## WRITTEN REQUEST:
Give the lines from the first one through the line containing "140,190 -> 175,235" again, replacing "marble" with "granite" and changing nothing else.

## DATA RECORDS:
☆ ☆ ☆ ☆
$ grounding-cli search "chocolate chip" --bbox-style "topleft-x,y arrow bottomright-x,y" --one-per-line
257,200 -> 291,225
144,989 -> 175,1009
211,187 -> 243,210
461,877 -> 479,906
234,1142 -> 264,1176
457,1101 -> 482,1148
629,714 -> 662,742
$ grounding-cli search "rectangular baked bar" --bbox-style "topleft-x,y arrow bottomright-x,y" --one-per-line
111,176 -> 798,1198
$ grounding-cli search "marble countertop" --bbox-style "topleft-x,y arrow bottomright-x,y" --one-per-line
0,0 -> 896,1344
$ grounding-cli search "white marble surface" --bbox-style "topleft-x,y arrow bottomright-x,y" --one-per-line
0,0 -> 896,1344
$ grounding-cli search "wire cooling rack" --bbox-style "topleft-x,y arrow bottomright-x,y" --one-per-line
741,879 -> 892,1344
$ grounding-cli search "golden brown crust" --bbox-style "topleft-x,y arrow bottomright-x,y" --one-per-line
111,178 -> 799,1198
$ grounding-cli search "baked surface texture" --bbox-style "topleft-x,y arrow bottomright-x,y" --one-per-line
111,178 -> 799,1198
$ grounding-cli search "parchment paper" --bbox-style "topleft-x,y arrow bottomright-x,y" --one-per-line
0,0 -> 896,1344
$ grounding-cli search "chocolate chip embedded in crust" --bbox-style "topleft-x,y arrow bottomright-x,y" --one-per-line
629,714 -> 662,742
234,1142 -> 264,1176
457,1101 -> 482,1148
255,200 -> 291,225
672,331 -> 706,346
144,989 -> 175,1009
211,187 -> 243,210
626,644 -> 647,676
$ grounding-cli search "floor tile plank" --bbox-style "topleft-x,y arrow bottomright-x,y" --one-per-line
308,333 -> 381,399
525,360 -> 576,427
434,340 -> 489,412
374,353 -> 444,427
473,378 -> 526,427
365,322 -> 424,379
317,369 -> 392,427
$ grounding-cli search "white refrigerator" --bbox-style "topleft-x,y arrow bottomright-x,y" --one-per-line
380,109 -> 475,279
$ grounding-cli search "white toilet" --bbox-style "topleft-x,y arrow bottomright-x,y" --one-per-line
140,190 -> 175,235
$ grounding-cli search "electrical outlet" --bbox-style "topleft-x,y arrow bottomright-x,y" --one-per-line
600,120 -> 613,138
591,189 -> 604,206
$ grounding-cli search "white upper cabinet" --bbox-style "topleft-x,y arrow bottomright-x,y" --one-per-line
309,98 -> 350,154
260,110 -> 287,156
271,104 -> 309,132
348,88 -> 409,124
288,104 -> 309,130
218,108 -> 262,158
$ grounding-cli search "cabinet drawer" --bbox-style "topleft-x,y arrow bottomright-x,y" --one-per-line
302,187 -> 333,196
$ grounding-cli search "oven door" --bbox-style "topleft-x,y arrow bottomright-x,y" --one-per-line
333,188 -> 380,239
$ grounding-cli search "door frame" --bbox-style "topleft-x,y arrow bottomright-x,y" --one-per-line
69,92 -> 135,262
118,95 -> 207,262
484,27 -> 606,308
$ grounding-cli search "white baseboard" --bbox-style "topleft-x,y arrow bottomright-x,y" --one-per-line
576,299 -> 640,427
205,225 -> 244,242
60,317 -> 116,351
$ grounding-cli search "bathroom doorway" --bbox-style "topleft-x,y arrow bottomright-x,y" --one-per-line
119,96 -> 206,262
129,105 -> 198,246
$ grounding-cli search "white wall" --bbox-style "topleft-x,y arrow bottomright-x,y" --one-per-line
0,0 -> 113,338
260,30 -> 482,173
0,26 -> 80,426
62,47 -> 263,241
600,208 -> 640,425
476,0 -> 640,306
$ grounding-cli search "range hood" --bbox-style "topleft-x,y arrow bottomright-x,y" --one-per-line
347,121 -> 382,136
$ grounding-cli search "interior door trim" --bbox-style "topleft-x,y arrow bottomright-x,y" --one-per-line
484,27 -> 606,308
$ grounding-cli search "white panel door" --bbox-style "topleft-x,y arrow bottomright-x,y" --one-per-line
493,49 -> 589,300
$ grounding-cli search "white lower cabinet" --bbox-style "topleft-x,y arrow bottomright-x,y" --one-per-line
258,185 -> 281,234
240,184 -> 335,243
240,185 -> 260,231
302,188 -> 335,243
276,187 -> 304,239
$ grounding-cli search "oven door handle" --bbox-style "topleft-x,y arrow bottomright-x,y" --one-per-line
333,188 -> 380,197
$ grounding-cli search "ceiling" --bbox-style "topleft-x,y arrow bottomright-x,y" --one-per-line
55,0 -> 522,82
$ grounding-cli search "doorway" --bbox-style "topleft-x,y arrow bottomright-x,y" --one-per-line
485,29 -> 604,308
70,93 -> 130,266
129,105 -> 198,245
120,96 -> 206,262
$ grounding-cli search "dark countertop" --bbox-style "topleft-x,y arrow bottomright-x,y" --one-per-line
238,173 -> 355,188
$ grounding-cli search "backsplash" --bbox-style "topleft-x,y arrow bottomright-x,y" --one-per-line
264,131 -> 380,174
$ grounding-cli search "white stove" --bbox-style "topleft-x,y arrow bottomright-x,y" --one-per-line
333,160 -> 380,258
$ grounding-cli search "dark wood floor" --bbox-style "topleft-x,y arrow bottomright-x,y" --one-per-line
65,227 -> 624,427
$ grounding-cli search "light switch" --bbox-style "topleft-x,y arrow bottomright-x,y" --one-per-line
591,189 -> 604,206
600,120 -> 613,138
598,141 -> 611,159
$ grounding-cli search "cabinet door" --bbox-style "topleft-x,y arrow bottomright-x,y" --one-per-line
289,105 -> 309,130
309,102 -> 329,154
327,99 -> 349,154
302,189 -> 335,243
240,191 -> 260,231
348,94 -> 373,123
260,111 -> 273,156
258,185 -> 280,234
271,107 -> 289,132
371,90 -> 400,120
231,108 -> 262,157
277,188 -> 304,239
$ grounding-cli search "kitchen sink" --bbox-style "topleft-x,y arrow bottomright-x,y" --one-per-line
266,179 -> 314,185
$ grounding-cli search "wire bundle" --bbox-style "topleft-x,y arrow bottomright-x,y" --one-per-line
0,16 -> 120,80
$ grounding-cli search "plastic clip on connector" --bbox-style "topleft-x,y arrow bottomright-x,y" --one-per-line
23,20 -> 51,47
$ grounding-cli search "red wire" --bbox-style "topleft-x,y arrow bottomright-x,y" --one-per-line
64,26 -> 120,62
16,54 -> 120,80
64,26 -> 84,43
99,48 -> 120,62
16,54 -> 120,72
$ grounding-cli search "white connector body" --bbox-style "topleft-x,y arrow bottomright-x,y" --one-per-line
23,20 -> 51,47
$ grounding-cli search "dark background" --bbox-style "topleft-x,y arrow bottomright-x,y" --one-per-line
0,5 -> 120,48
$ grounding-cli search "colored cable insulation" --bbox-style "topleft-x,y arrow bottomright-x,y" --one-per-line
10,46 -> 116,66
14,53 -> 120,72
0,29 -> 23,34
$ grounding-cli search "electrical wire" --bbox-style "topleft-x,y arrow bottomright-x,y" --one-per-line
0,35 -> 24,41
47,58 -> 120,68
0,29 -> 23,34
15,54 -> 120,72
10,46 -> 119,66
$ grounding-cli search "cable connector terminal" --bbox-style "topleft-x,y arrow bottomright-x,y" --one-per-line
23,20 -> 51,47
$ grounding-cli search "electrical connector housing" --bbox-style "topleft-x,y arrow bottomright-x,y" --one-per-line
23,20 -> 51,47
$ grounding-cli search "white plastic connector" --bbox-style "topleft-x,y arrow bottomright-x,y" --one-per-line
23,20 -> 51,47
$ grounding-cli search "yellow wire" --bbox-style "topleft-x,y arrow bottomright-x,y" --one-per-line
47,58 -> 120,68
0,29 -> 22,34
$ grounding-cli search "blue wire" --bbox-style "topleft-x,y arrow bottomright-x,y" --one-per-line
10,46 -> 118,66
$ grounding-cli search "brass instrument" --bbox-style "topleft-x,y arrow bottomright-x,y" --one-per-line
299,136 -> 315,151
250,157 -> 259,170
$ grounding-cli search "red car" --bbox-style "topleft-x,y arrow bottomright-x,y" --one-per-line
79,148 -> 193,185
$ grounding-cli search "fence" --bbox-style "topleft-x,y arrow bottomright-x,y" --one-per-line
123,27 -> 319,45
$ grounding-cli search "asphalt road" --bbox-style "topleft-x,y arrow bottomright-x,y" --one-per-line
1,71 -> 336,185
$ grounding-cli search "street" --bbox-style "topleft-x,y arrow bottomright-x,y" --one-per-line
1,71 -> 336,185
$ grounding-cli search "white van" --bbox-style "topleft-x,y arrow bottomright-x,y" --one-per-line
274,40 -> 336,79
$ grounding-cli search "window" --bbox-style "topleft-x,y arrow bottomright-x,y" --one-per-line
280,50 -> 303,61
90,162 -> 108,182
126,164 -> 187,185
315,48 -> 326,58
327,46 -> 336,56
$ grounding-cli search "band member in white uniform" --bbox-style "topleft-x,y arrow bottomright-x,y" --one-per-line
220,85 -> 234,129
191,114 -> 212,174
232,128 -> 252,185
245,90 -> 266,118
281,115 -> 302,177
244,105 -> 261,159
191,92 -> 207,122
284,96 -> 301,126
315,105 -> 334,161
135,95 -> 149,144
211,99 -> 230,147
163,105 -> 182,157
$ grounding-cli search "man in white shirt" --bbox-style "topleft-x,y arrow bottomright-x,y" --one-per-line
☆ ☆ ☆ ☆
## WORKED SOLUTION:
$ grounding-cli search "chocolate chip" --bbox-style "topleft-x,y arrow bottomright-x,y" --one-per-line
257,200 -> 291,225
144,989 -> 175,1009
211,187 -> 243,210
461,877 -> 479,906
234,1142 -> 264,1176
457,1101 -> 482,1148
629,714 -> 662,742
$ grounding-cli search "rectangular baked bar" --bbox-style "topleft-x,y arrow bottomright-x,y" --one-per-line
111,176 -> 798,1198
$ grounding-cli search "granite countertop" --bbox-style "topleft-x,y arrow bottomright-x,y" --one-per-line
0,0 -> 896,1344
$ grounding-cli search "white granite surface" --bbox-style "topleft-x,y arrow bottomright-x,y" --one-per-line
0,0 -> 896,1344
$ grounding-cli search "wire cooling rack" --bbox-style "topleft-x,y arrow bottomright-x,y" --one-per-line
741,879 -> 892,1344
$ grounding-cli search "golden brown crust" --bbox-style "topleft-x,y arrow bottomright-x,y" --one-per-line
111,178 -> 799,1198
$ grounding-cli search "baked surface texture" --bbox-style "topleft-x,y arrow bottomright-x,y" --one-per-line
111,178 -> 799,1198
$ grounding-cli search "parchment paper" --bbox-style "topleft-x,y arrow bottomright-x,y" --one-per-line
0,0 -> 896,1344
$ grounding-cli search "chocolate chip embedded in crust" --bbox-style "topleft-x,y arrow bottomright-x,y" --one-per-line
629,714 -> 662,742
234,1142 -> 264,1176
457,1101 -> 482,1148
255,200 -> 291,225
672,331 -> 706,346
144,989 -> 175,1009
211,187 -> 243,210
626,644 -> 647,676
$ grounding-cli search "floor tile plank" --bbox-style "topleft-x,y arrow bottomright-x,y" --one-per-line
308,333 -> 381,399
525,360 -> 576,427
434,340 -> 489,412
374,353 -> 444,427
473,378 -> 526,427
365,322 -> 424,379
317,369 -> 392,427
$ grounding-cli search "white refrigerator" --bbox-style "topleft-x,y arrow bottomright-x,y" --one-per-line
380,109 -> 475,279
$ grounding-cli search "white toilet" --bbox-style "topleft-x,y arrow bottomright-x,y" --one-per-line
140,190 -> 175,235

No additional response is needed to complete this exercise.